Records excerpted from a collection
· · · · · · ·

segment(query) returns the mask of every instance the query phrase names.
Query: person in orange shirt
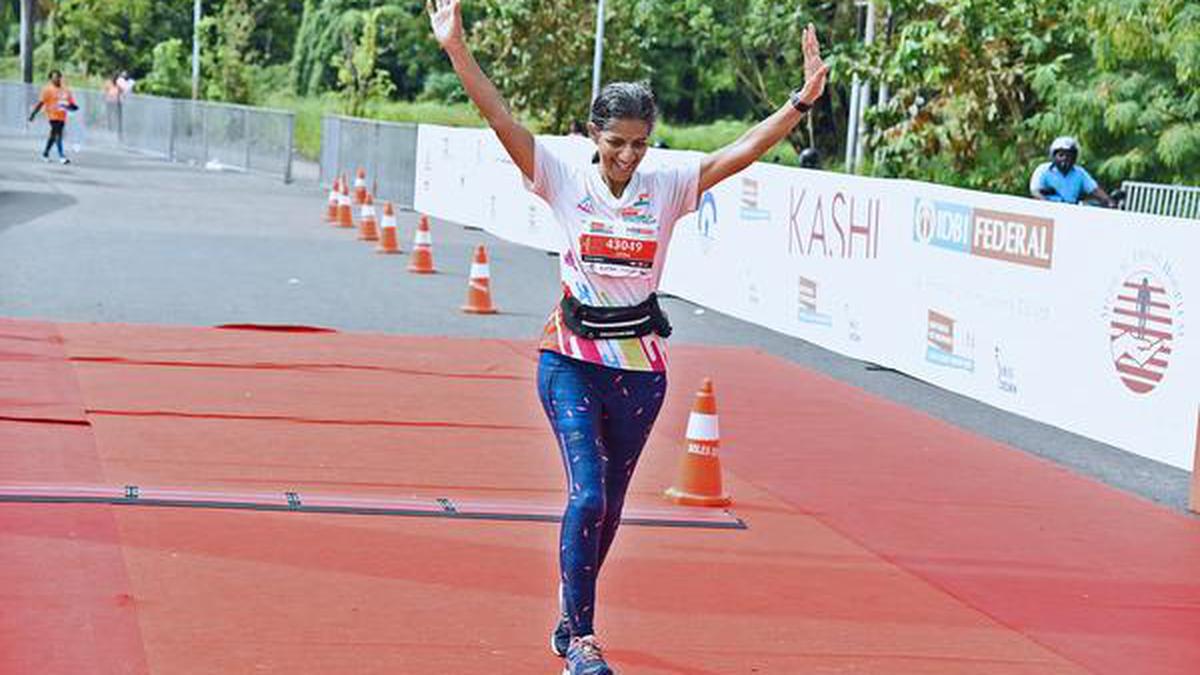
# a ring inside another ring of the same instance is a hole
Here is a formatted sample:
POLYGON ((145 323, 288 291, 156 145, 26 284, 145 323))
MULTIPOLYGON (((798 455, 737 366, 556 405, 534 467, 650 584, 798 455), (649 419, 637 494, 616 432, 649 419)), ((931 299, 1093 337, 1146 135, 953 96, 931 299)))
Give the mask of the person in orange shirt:
POLYGON ((75 96, 63 84, 62 72, 50 71, 50 84, 42 87, 41 99, 29 113, 29 121, 37 117, 38 111, 46 111, 46 119, 50 121, 50 137, 46 139, 46 149, 42 151, 42 161, 50 161, 50 148, 58 148, 58 161, 70 164, 71 160, 63 152, 63 127, 67 124, 67 112, 79 110, 75 104, 75 96))

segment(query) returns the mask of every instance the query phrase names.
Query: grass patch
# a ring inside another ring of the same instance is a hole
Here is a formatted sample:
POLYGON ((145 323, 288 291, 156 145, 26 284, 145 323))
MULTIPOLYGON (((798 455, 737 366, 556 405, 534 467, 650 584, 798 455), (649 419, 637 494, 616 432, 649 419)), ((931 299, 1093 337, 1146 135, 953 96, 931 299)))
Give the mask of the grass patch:
MULTIPOLYGON (((290 94, 276 94, 260 103, 269 108, 295 113, 296 151, 312 161, 317 161, 321 155, 321 118, 325 115, 342 114, 341 103, 334 96, 301 98, 290 94)), ((475 111, 474 106, 467 104, 387 101, 372 103, 368 107, 367 116, 385 122, 419 122, 448 127, 485 126, 483 118, 475 111)))

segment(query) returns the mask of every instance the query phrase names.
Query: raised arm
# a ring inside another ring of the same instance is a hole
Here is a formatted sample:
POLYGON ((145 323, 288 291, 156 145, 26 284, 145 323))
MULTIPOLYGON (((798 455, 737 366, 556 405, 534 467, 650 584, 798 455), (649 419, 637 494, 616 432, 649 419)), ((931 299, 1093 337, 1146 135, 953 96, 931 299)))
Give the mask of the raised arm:
POLYGON ((817 29, 810 23, 804 29, 804 87, 794 92, 787 103, 767 119, 754 125, 742 137, 710 153, 700 164, 700 194, 717 183, 750 166, 782 141, 804 118, 825 91, 829 66, 821 60, 817 29))
POLYGON ((488 126, 496 132, 513 163, 526 178, 533 180, 533 134, 513 117, 496 85, 484 74, 467 47, 463 38, 462 0, 436 0, 437 6, 434 4, 435 0, 426 0, 433 35, 450 57, 463 89, 488 126))

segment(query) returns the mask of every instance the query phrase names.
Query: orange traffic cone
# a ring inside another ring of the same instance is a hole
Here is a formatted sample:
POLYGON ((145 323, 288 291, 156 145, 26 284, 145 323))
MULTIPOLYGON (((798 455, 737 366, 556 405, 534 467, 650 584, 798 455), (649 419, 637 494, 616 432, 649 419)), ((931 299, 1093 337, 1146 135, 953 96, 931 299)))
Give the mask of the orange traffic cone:
POLYGON ((340 191, 338 179, 333 179, 333 185, 329 188, 329 205, 325 209, 325 222, 336 223, 338 217, 338 192, 340 191))
POLYGON ((354 227, 354 211, 350 206, 350 191, 346 183, 342 183, 342 193, 338 195, 337 227, 354 227))
POLYGON ((367 172, 361 166, 354 174, 354 204, 362 206, 367 201, 367 172))
POLYGON ((379 227, 375 222, 375 199, 370 192, 367 193, 359 216, 361 220, 358 221, 358 238, 363 241, 379 241, 379 227))
POLYGON ((471 280, 467 282, 467 304, 462 311, 468 314, 495 314, 492 305, 492 273, 488 267, 487 249, 482 245, 475 249, 475 261, 471 263, 471 280))
POLYGON ((421 216, 417 233, 413 237, 412 261, 408 271, 416 274, 433 274, 433 236, 429 233, 429 216, 421 216))
POLYGON ((688 416, 687 452, 679 464, 679 480, 667 490, 667 499, 688 506, 728 506, 733 501, 721 487, 720 445, 717 399, 712 380, 706 377, 688 416))
POLYGON ((396 212, 392 209, 391 202, 383 203, 383 220, 379 224, 379 230, 379 245, 375 247, 375 252, 399 253, 400 238, 396 231, 396 212))

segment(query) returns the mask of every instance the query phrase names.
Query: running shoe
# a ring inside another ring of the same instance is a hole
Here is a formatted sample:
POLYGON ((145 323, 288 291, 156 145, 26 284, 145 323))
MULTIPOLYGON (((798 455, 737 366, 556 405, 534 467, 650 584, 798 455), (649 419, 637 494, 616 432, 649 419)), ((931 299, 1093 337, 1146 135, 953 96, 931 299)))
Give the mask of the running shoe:
POLYGON ((604 662, 604 653, 594 635, 574 638, 567 648, 567 667, 563 675, 614 675, 604 662))
POLYGON ((62 159, 58 160, 58 163, 59 164, 70 164, 71 160, 67 159, 66 157, 63 157, 62 159))
POLYGON ((43 161, 43 162, 49 162, 49 161, 50 161, 50 157, 49 157, 48 155, 42 155, 42 161, 43 161))

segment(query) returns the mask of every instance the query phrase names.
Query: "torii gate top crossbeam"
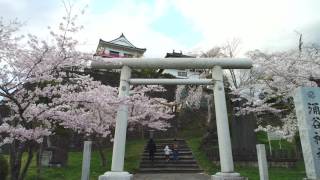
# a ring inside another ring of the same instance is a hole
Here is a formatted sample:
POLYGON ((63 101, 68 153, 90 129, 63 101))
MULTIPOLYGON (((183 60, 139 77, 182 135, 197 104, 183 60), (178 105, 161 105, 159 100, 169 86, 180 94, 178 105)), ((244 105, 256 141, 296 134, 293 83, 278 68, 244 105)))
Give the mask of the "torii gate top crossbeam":
POLYGON ((248 58, 97 58, 90 64, 94 69, 209 69, 220 66, 223 69, 250 69, 248 58))

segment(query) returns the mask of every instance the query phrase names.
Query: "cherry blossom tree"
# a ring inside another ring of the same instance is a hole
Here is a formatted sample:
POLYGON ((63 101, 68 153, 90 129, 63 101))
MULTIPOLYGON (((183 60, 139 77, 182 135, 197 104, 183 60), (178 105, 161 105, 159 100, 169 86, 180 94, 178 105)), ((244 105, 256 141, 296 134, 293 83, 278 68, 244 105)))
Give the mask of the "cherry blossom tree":
MULTIPOLYGON (((207 52, 202 52, 197 56, 204 57, 204 58, 234 58, 237 56, 239 49, 240 49, 241 41, 238 38, 233 38, 232 40, 226 41, 221 46, 215 46, 209 49, 207 52)), ((234 87, 238 87, 239 78, 238 73, 234 69, 228 69, 228 74, 226 77, 228 78, 230 84, 234 87)), ((208 76, 211 73, 211 70, 205 70, 204 76, 208 76)))
POLYGON ((189 107, 191 109, 199 109, 202 96, 202 86, 178 85, 175 102, 180 105, 181 108, 189 107))
POLYGON ((94 81, 83 71, 92 55, 77 51, 73 37, 82 27, 66 6, 66 16, 49 41, 17 36, 21 24, 0 19, 0 100, 11 114, 0 124, 0 145, 10 144, 11 179, 25 178, 33 153, 56 126, 100 137, 111 135, 117 107, 127 103, 130 122, 165 129, 170 119, 163 99, 146 89, 120 99, 117 88, 94 81), (22 164, 22 154, 27 161, 22 164))
POLYGON ((246 100, 238 113, 274 114, 279 117, 280 124, 264 122, 260 116, 258 130, 278 131, 292 139, 297 132, 293 92, 299 86, 317 86, 317 78, 320 77, 319 46, 301 47, 299 43, 299 49, 275 53, 255 50, 248 56, 254 67, 242 74, 242 83, 233 89, 233 94, 239 97, 234 100, 246 100))
MULTIPOLYGON (((73 66, 82 67, 88 55, 76 51, 77 41, 71 34, 80 30, 70 13, 63 18, 59 30, 51 31, 52 39, 42 41, 34 35, 16 36, 21 24, 0 21, 0 96, 11 110, 0 124, 0 144, 10 144, 11 179, 24 179, 33 152, 43 137, 52 134, 53 109, 65 106, 57 99, 68 92, 90 91, 96 82, 91 78, 68 73, 73 66), (72 83, 81 85, 75 87, 72 83), (22 167, 22 153, 28 152, 22 167)), ((64 117, 60 117, 63 121, 64 117)))
POLYGON ((137 86, 133 88, 129 104, 129 124, 140 123, 157 130, 170 127, 173 118, 171 104, 163 98, 151 98, 150 92, 164 91, 161 86, 137 86))
MULTIPOLYGON (((78 84, 78 83, 77 83, 78 84)), ((55 104, 63 104, 50 109, 52 119, 61 121, 60 125, 94 139, 101 157, 101 165, 106 166, 106 156, 101 141, 109 136, 115 127, 115 119, 120 104, 129 106, 129 127, 139 124, 153 129, 166 130, 170 126, 167 120, 173 117, 167 101, 162 98, 150 98, 146 94, 159 88, 138 86, 132 89, 131 96, 117 98, 118 91, 110 86, 98 84, 90 91, 69 92, 56 99, 55 104)), ((78 88, 78 85, 75 86, 78 88)), ((129 128, 131 129, 131 128, 129 128)))
MULTIPOLYGON (((292 92, 299 86, 319 86, 319 45, 302 46, 299 36, 297 49, 265 53, 250 51, 253 60, 251 70, 227 71, 233 101, 241 102, 235 107, 236 115, 253 113, 258 119, 258 131, 277 131, 292 139, 297 131, 297 122, 292 102, 292 92), (280 122, 266 122, 266 115, 279 118, 280 122)), ((239 40, 217 46, 201 57, 234 57, 239 49, 239 40)), ((204 71, 206 76, 210 70, 204 71)))
MULTIPOLYGON (((201 52, 201 53, 192 53, 196 57, 202 57, 202 58, 233 58, 237 55, 239 51, 239 45, 240 45, 240 40, 237 38, 234 38, 230 41, 226 41, 224 44, 221 46, 215 46, 211 49, 209 49, 206 52, 201 52)), ((202 69, 200 77, 202 78, 211 78, 211 69, 202 69)), ((233 69, 228 69, 224 71, 224 78, 227 79, 227 82, 225 82, 226 87, 229 87, 230 85, 237 88, 239 82, 241 81, 241 78, 238 78, 239 73, 235 72, 233 69)), ((208 86, 210 88, 210 86, 208 86)), ((183 86, 180 86, 180 88, 183 88, 183 86)), ((181 91, 182 89, 177 90, 177 95, 180 93, 178 91, 181 91)), ((201 98, 204 97, 207 99, 207 106, 208 106, 208 120, 207 123, 210 124, 211 117, 212 117, 212 101, 213 101, 213 94, 212 91, 209 90, 207 87, 204 86, 199 86, 197 88, 190 88, 189 89, 189 95, 187 98, 185 98, 185 102, 187 104, 193 105, 196 109, 200 107, 200 101, 201 98)), ((177 100, 180 98, 178 96, 177 100)))

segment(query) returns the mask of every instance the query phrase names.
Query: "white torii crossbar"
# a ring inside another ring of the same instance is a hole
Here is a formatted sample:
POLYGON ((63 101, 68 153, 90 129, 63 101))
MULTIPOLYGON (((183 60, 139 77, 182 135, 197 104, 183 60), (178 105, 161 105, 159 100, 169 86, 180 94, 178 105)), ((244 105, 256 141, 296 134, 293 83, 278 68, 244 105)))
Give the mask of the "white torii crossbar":
MULTIPOLYGON (((119 97, 129 96, 130 84, 214 84, 213 94, 216 112, 221 172, 212 175, 213 180, 242 180, 234 172, 227 106, 223 85, 222 69, 250 69, 250 59, 242 58, 97 58, 90 63, 93 69, 121 69, 119 97), (131 79, 131 69, 212 69, 212 79, 131 79)), ((111 171, 99 180, 131 179, 123 171, 128 107, 121 105, 117 112, 111 171)))
POLYGON ((247 58, 98 58, 90 64, 94 69, 250 69, 252 62, 247 58))
POLYGON ((141 85, 213 85, 212 79, 130 79, 130 84, 141 85))

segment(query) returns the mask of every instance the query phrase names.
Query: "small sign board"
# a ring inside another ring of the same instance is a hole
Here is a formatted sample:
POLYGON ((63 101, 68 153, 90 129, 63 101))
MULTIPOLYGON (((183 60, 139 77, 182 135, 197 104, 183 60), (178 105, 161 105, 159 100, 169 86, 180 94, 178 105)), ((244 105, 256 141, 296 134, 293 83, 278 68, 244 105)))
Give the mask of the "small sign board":
POLYGON ((283 135, 281 134, 281 132, 278 132, 278 131, 268 131, 267 134, 268 134, 269 141, 274 141, 274 140, 278 141, 283 139, 283 135))
POLYGON ((320 179, 320 88, 297 88, 294 104, 307 178, 320 179))
POLYGON ((268 135, 268 142, 269 142, 269 152, 272 155, 271 141, 279 141, 279 147, 280 149, 282 149, 281 139, 283 139, 283 135, 279 131, 268 131, 267 135, 268 135))

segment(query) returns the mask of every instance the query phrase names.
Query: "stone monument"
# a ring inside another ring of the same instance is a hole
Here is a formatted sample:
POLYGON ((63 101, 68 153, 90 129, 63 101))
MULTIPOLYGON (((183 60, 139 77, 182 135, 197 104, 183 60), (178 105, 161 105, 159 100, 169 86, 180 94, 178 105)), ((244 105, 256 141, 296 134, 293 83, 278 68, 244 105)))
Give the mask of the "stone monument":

· · · · · · ·

[ACTION ITEM] Which of the lines in the data contain the string "stone"? Return each one.

[TASK RESPONSE]
Query: "stone monument"
Give the mask of the "stone monument":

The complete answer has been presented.